# START OF Given data

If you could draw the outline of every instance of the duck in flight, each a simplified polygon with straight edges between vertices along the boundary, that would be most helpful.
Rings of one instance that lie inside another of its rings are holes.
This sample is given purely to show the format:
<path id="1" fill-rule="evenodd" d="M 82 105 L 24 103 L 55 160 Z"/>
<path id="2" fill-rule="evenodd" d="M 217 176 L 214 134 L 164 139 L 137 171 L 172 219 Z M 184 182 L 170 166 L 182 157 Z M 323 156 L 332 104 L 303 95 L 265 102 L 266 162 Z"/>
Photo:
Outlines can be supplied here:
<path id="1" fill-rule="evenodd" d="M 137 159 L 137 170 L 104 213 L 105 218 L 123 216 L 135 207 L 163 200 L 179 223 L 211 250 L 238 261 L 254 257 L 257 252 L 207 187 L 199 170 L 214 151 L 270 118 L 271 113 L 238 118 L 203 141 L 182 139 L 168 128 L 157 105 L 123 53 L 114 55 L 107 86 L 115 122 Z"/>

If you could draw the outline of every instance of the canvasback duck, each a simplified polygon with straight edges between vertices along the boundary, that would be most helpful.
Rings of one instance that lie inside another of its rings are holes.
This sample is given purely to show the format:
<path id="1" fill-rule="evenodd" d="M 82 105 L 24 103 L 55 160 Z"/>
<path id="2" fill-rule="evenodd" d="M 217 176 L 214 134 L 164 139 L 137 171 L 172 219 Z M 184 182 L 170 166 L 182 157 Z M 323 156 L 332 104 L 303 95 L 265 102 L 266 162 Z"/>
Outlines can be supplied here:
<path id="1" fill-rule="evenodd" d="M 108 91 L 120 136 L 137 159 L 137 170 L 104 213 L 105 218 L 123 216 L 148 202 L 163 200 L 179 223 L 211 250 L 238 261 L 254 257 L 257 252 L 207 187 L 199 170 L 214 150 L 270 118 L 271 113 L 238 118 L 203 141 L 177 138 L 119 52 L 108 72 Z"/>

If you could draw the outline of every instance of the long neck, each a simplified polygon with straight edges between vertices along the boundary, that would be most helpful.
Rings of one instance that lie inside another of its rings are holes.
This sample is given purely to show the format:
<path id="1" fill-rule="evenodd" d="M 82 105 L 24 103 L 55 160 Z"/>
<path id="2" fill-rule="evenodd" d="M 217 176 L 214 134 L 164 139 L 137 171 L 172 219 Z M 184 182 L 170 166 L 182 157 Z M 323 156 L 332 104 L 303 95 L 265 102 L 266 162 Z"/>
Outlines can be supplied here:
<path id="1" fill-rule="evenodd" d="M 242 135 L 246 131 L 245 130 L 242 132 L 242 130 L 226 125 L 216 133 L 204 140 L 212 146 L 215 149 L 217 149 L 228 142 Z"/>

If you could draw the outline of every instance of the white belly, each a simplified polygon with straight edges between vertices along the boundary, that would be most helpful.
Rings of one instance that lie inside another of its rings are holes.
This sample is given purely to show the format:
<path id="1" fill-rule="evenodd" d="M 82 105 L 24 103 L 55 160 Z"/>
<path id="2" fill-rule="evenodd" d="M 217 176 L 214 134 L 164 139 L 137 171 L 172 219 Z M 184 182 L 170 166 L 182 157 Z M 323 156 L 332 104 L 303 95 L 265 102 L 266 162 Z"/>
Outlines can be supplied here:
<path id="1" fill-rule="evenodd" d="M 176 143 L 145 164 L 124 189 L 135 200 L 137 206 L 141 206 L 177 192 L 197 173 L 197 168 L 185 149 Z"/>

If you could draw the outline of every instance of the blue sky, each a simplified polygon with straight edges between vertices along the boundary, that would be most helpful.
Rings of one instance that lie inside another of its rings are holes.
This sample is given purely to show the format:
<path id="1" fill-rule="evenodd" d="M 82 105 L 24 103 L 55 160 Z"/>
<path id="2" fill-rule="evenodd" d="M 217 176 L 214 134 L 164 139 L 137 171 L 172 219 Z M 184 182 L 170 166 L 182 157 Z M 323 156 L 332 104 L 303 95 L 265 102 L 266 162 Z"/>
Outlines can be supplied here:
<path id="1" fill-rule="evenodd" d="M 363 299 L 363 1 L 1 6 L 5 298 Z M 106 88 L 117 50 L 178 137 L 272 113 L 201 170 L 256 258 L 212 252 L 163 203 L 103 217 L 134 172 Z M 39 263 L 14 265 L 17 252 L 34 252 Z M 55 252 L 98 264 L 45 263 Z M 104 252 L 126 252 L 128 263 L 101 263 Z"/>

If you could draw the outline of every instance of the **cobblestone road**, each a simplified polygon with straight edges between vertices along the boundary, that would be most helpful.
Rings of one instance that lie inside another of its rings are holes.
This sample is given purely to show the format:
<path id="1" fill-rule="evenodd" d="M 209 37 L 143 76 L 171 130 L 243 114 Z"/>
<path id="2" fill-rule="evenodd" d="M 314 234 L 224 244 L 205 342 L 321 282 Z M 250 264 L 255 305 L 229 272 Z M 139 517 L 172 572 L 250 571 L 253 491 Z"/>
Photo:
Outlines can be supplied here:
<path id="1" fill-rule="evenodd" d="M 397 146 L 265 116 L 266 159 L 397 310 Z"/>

# END OF Given data

→ **Work to be completed**:
Express all of the data above as a two-column CSV with the headers input and output, one row for each text-and-answer pair. Put the text in input and its answer in output, with every field in double quotes and each line break replaced by a space.

→ **Full answer**:
input,output
"If you could draw the outline of every instance of the duck in flight, each a simplified polygon with straight edges between vertices along the boundary, that would be most helpful. Rings of one instance that lie inside another of its rings are holes. This sample is given purely to show the format: <path id=""1"" fill-rule=""evenodd"" d=""M 82 105 L 24 103 L 55 160 Z""/> <path id=""2"" fill-rule=""evenodd"" d=""M 217 176 L 214 134 L 164 139 L 137 171 L 172 219 Z M 184 182 L 170 166 L 182 157 Z M 323 156 L 332 104 L 303 95 L 265 102 L 266 162 Z""/> Photo: Outlines can be supplied here:","<path id=""1"" fill-rule=""evenodd"" d=""M 137 159 L 137 170 L 104 213 L 105 218 L 123 216 L 135 207 L 163 200 L 179 223 L 211 250 L 238 261 L 254 257 L 257 252 L 207 187 L 199 170 L 214 151 L 270 118 L 271 113 L 238 118 L 203 141 L 182 139 L 168 128 L 157 105 L 123 53 L 114 55 L 107 86 L 115 122 Z""/>"
"If you could draw the outline of every instance of the canvasback duck, each a simplified polygon with straight edges between vertices along the boundary, that would be most helpful. Rings of one instance that lie inside another of its rings are holes. This sample is given purely to show the format: <path id=""1"" fill-rule=""evenodd"" d=""M 82 105 L 24 103 L 55 160 Z""/> <path id=""2"" fill-rule=""evenodd"" d=""M 217 176 L 214 134 L 164 139 L 137 171 L 172 219 Z M 184 182 L 170 166 L 182 157 Z M 323 156 L 332 104 L 303 95 L 265 102 L 266 162 Z""/> Outlines can be supplied here:","<path id=""1"" fill-rule=""evenodd"" d=""M 108 91 L 120 136 L 137 159 L 137 170 L 104 213 L 105 218 L 123 216 L 148 202 L 163 200 L 179 223 L 211 250 L 238 261 L 254 257 L 257 252 L 207 187 L 199 170 L 214 150 L 270 118 L 271 113 L 238 118 L 203 141 L 177 138 L 119 52 L 108 72 Z""/>"
"If you could draw the outline of every instance of the long neck, each a simplified polygon with straight edges between vertices along the boundary, that would be most helpful. Rings of one instance that lie inside another of its rings are holes. This sample is given purely to show the format: <path id=""1"" fill-rule=""evenodd"" d=""M 82 105 L 24 103 L 55 160 Z""/> <path id=""2"" fill-rule=""evenodd"" d=""M 217 176 L 214 134 L 164 139 L 137 171 L 172 219 Z M 184 182 L 170 166 L 182 157 Z M 323 156 L 332 104 L 303 95 L 265 102 L 266 162 Z""/> Outlines can be supplied here:","<path id=""1"" fill-rule=""evenodd"" d=""M 242 135 L 246 131 L 245 130 L 242 132 L 242 130 L 226 125 L 216 133 L 204 140 L 212 146 L 215 149 L 217 149 L 228 142 Z""/>"
"If you could draw the outline of every instance of the white belly, each a simplified polygon with straight edges between vertices along the boundary, that would be most helpful. Rings of one instance that lie inside another of its rings are holes. This sample is given purely to show the format: <path id=""1"" fill-rule=""evenodd"" d=""M 82 105 L 24 103 L 55 160 Z""/> <path id=""2"" fill-rule=""evenodd"" d=""M 217 176 L 214 134 L 164 139 L 137 171 L 172 219 Z M 184 182 L 170 166 L 182 157 Z M 323 156 L 332 104 L 303 95 L 265 102 L 266 162 Z""/> Outlines can be supplied here:","<path id=""1"" fill-rule=""evenodd"" d=""M 176 143 L 145 164 L 124 189 L 135 200 L 137 206 L 141 206 L 177 192 L 197 173 L 197 168 L 185 149 Z""/>"
"If you could draw the outline of every instance of the blue sky, each a simplified polygon with straight edges between vertices along the boundary, that would be most helpful. Rings of one instance that lie inside another of its rings are holes. This sample is given purely to show the format: <path id=""1"" fill-rule=""evenodd"" d=""M 82 105 L 24 103 L 55 160 Z""/> <path id=""2"" fill-rule=""evenodd"" d=""M 217 176 L 214 134 L 164 139 L 137 171 L 172 219 Z M 184 182 L 170 166 L 182 157 Z M 323 156 L 332 104 L 303 95 L 265 102 L 266 162 Z""/> Outlines can be supplied here:","<path id=""1"" fill-rule=""evenodd"" d=""M 363 299 L 363 1 L 1 6 L 5 298 Z M 106 88 L 117 50 L 178 137 L 272 113 L 201 170 L 256 258 L 212 252 L 163 203 L 103 217 L 134 172 Z M 39 263 L 14 265 L 17 252 L 34 252 Z M 55 252 L 98 264 L 45 263 Z M 104 252 L 126 252 L 128 263 L 101 263 Z""/>"
"If you could draw the outline of every instance of the **cobblestone road**, each a simplified polygon with straight edges between vertices along the boundary, that would be most helpful. Rings of one instance that lie inside another of its rings are holes. This sample is given purely to show the format: <path id=""1"" fill-rule=""evenodd"" d=""M 209 37 L 143 76 L 171 130 L 243 114 Z""/> <path id=""2"" fill-rule=""evenodd"" d=""M 314 234 L 224 244 L 205 342 L 321 282 Z M 250 264 L 255 305 L 229 272 Z M 139 517 L 172 572 L 250 571 L 253 491 Z""/> Photo: Outlines can be supplied here:","<path id=""1"" fill-rule=""evenodd"" d=""M 397 146 L 265 116 L 266 159 L 397 310 Z""/>"